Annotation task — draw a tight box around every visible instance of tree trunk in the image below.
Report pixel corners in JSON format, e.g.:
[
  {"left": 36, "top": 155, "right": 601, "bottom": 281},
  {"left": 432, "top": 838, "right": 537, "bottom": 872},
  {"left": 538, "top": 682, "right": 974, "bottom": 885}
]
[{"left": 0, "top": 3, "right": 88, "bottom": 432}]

Task description ::
Copy out the whole listing exactly.

Answer to this task ::
Annotation task — draw a tight box around every visible instance of tree trunk in the image below.
Report pixel corners in JSON format, e.g.:
[
  {"left": 36, "top": 155, "right": 601, "bottom": 281},
  {"left": 432, "top": 838, "right": 537, "bottom": 872},
  {"left": 538, "top": 682, "right": 974, "bottom": 885}
]
[{"left": 0, "top": 3, "right": 88, "bottom": 432}]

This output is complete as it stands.